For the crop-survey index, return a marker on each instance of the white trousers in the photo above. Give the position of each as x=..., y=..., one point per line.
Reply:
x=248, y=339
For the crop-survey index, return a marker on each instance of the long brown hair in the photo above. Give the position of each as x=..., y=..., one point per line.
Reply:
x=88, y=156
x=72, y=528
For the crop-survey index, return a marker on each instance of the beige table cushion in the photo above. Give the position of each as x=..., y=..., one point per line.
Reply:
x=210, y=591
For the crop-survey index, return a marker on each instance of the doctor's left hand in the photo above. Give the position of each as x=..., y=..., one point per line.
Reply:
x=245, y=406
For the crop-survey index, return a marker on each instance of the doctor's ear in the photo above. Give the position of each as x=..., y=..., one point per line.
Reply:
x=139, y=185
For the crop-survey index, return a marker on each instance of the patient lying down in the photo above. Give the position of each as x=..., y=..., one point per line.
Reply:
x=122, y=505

◆ ◆ ◆ ◆ ◆ ◆ ◆

THE TASK
Please rewrite everything from the start of the items down to the line containing "x=248, y=339", swapping "white trousers" for "gray trousers" and keeping the rest unchanged.

FINISHED EXERCISE
For the crop-survey index, return a marker on each instance of the gray trousers in the photo above. Give the position of each as x=..., y=..., one point per line.
Reply:
x=248, y=339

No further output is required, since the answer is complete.